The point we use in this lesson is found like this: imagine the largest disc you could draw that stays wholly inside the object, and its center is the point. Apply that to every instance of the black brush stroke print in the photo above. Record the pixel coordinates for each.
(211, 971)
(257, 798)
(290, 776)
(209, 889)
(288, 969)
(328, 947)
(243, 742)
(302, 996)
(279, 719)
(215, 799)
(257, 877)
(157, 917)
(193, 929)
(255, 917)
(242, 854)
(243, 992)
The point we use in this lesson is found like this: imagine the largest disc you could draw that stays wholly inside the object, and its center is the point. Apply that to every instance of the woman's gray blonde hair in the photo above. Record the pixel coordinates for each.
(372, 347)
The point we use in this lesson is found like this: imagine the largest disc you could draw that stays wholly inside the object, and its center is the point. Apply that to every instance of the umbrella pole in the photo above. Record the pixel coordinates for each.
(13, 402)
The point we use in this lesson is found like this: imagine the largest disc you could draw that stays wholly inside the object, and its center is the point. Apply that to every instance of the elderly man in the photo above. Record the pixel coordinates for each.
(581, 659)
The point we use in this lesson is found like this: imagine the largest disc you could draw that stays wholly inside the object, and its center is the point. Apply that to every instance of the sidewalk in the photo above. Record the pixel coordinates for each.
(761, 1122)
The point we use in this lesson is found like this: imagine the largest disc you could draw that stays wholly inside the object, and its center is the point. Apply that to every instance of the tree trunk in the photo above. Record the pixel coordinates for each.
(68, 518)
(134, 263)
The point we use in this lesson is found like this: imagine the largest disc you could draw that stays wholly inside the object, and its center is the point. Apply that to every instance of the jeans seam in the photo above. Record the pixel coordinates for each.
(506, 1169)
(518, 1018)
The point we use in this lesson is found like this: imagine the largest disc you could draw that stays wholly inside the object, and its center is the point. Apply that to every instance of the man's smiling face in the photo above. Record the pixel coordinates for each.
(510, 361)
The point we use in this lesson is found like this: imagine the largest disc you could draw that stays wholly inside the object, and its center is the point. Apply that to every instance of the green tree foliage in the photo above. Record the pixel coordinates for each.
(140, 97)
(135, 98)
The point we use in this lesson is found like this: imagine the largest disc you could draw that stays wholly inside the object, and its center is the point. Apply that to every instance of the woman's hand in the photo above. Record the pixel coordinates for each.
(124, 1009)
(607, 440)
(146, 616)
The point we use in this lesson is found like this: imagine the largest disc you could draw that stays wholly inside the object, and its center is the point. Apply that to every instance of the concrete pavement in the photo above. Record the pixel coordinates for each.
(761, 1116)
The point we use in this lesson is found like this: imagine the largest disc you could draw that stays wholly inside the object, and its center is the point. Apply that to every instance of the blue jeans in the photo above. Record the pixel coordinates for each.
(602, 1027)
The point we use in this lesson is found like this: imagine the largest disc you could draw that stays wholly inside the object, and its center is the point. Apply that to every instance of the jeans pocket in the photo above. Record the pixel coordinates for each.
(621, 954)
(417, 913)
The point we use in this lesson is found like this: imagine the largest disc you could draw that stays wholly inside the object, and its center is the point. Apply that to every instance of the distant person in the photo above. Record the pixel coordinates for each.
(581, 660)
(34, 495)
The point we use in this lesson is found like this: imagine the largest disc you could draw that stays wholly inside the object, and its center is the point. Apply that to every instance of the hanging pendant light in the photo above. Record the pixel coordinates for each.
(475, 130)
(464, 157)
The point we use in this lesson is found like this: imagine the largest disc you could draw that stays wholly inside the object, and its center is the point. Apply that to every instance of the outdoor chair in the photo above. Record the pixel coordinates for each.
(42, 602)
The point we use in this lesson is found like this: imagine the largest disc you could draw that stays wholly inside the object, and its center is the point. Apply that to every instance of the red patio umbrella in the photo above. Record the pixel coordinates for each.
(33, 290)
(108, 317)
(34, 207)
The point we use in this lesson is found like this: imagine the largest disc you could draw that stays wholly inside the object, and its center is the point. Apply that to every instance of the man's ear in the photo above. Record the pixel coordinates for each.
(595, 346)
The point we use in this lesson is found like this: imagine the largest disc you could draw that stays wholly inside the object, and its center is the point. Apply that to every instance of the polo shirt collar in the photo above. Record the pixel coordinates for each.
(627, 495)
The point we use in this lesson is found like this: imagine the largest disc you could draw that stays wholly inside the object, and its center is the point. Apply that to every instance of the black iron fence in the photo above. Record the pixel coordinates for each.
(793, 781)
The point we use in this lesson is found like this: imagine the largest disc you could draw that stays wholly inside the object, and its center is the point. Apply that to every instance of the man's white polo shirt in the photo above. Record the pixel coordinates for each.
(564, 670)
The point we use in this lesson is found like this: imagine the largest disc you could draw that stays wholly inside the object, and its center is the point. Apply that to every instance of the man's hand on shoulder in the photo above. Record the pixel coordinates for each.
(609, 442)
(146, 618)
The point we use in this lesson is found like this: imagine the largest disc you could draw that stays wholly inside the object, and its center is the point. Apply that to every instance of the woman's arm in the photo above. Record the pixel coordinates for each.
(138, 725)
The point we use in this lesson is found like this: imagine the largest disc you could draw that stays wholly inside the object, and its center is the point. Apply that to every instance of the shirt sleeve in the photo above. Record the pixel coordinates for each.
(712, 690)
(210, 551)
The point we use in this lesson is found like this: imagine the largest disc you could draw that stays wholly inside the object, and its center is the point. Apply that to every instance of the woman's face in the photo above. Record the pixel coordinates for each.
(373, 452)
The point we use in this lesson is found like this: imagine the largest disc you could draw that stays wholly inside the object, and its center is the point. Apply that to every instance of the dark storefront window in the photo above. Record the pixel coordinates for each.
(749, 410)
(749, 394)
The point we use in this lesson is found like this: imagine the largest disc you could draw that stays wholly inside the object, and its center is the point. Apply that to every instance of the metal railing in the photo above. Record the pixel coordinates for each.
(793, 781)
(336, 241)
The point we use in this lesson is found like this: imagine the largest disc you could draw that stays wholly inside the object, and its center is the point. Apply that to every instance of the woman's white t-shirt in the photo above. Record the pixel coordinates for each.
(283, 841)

********

* **GOAL**
Copy out all of the entries above word for word, leaving nothing out and changing nothing.

* **TASK RESPONSE**
The point we use in this lesson is found like this: imagine the largest disc you could draw that stays wholly inside the object, and its center is the point. Apply that to every instance of the black brush stroke print in the photo above. Record the pixel coordinates for each.
(211, 971)
(257, 798)
(290, 776)
(209, 889)
(288, 969)
(328, 947)
(243, 742)
(302, 996)
(279, 719)
(215, 799)
(257, 877)
(157, 917)
(193, 929)
(255, 917)
(242, 854)
(243, 992)
The point we use in this lesson is found like this: imagine the largest disc you could draw that stays wholly inside the object, and its center is the point. Apply that to every instance of the woman's gray blonde hair in the photo above. Record the pixel coordinates for each.
(372, 347)
The point we use in this lesson is found like this: imagine the largest disc you could draw that stays wholly inside the object, and its center is the point. Apply that to every instance of the umbrella pole in the photo above. Record the pixel coordinates for each.
(13, 402)
The point we use in this lesson is found like this: imagine the largest disc you could draw that stays wholly inside the object, and its center is the point. Apply that to every instance of the elderly man in the photo above. Record the pixel coordinates for each.
(581, 659)
The point we use in this lesson is found like this: imagine the largest disc you could draw that stays wholly inside the object, and its center is the point. Apply that to every instance of the sidewalk in the photo above. Record the pixel coordinates for each.
(761, 1122)
The point we use in this lesson is found like this: imagine the largest disc you could draw that stays wholly inside the object, and its center is the point. Apply that to every instance of the tree trunk in the photo above. Record the pixel coordinates for each.
(68, 518)
(134, 263)
The point we use in this lesson is found like this: imagine the largest disc you could draw that stays wholly inside the object, and its center is the point. Apply that to every instance of the jeans seam in the photo above. Record the pixel coordinates for each.
(506, 1169)
(518, 1018)
The point we use in this lesson is found like this: imagine the largest disc you could draw that stays wholly inside the object, and its center is the point. Apply that to every instance of the man's smiling face in the photo above. Record the pixel coordinates for each.
(510, 361)
The point we use in this lesson is found like this: imagine the largest disc you could draw that stays wholly inside the object, and its center is the point. Apply that to every instance of the green tree foliage in the photo above. Record the pixel coordinates for each.
(140, 97)
(135, 98)
The point we use in this lesson is found like this: imagine the largest disc you could draw that stays wholly inside the object, and its center is the point. Apply that to every instance of the woman's hand in the photo above. Record the pixel coordinates for each.
(124, 1009)
(607, 440)
(146, 616)
The point we use in this lesson is found like this: imagine the largest disc you could draw that stays wholly inside the object, and its center is the point. Apply that to every instance of the concrete pavement in the photo above. Record the pixel coordinates for each.
(761, 1116)
The point we use in this lesson is found like this: imagine the largest disc you could draw that stays wholly inside the object, and its center is the point. Apply that to every instance of the blue jeans in the photo above. Record the pixel coordinates for each.
(602, 1027)
The point we use in this lesson is found like this: imagine the largest disc you could draw that stays wholly inside the object, and its center is the point. Apply that to every instance of the jeans pocket in the photo above. Record the pixel coordinates for each.
(621, 954)
(417, 913)
The point we use in this lesson is found like this: imagine the largest disc you could draw that stays wholly inside the object, and its center is the point. Apply that to every instance of the distant person in the photo above. Record the pixel coordinates for each.
(581, 660)
(34, 495)
The point we use in this lesson is found like this: imagine the largest disc you could draw that stays wholly inside the object, and its center is the point. Apply that to every instance of the hanging pendant light in the photo above. Record the pixel coordinates for each.
(475, 130)
(464, 157)
The point we use in this lesson is found like this: imagine the largest disc you could draw that stays wholly inside the object, and its center is the point. Apply that to every instance of the outdoor chair in the photo above. Record the pixel coordinates for each.
(42, 602)
The point we use in this lesson is found like this: imagine the largest disc you could draw that stays wholly inside the object, and its center is the point. Apply that to every instance of the red patio umbrella in the photo above. Record the pixel coordinates for each.
(33, 290)
(108, 317)
(34, 207)
The point we use in this lesson is found like this: imagine the largest disc you could draw that stays wholly inside the object, and its center is the point. Apply that to every instance of the man's ear in the photo above. Record the pixel coordinates for each.
(595, 346)
The point we use in this lesson is found like this: imagine the largest disc you could draw that stays wholly inside the object, and its center is the point. Apply that to every instance of the polo shirt collar in the photo above. Record the pixel coordinates for each.
(627, 495)
The point we use in this lesson is found like this: imagine the largest disc you could draw that stays wholly inside the object, and its center is the point. Apply that to every instance of the black iron fence in the photo above. Record the pixel coordinates for each.
(793, 781)
The point we use in this lesson is found like this: imagine the largest disc you could draw that stays wholly inside the object, and its center is the point. Apply that to every instance of the man's white polo shirt in the photo above. Record the pixel coordinates for each.
(564, 670)
The point we use in this lesson is found like this: imagine the largest disc you could draw that stays wholly inside the object, and its center is the point. Apply that to every instance of the man's hand on shoulder in the photo above. Record the pixel coordinates for each.
(609, 442)
(146, 618)
The point we use in this lesson is found like this: imagine the largest disc you could draw that stays wholly inside the object, and its center is the point. Apply that to every instance of the woman's arm in the photo above. Record the pixel coordinates for each.
(138, 725)
The point we use in this lesson is found like this: imagine the largest disc you could draw that stays wholly inside the object, and its center is the point. Apply that to every instance of the shirt sleeve in the photo above. Record the pixel coordinates for each.
(712, 690)
(210, 551)
The point we use in this lesson is found like this: imagine the largest disc you could draw that stays wholly inside the object, and its center is the point. Apply that to every instance of the woman's face in the photo above. Record the pixel coordinates for each.
(373, 452)
The point we use in this lesson is found like this: imagine the largest disc you could draw that stays wholly inside the object, and its center is the point. Apply that to every instance of the dark storefront window in the photo above. Record the pixel coordinates for each.
(749, 410)
(749, 394)
The point we use in this lesson is found like this: imagine the largest disc you could draw that stays wholly inside the object, and its center is the point. Apply that to every instance of the metal railing in the photo above. Record the pixel coordinates for each.
(793, 781)
(336, 241)
The point we use in this lesson is found like this: imagine the largest disc you could draw that stays wholly inside the object, and its center is the point. Apply that to every instance of the woman's white t-shirt in the photo above. Record the pixel coordinates for each.
(283, 841)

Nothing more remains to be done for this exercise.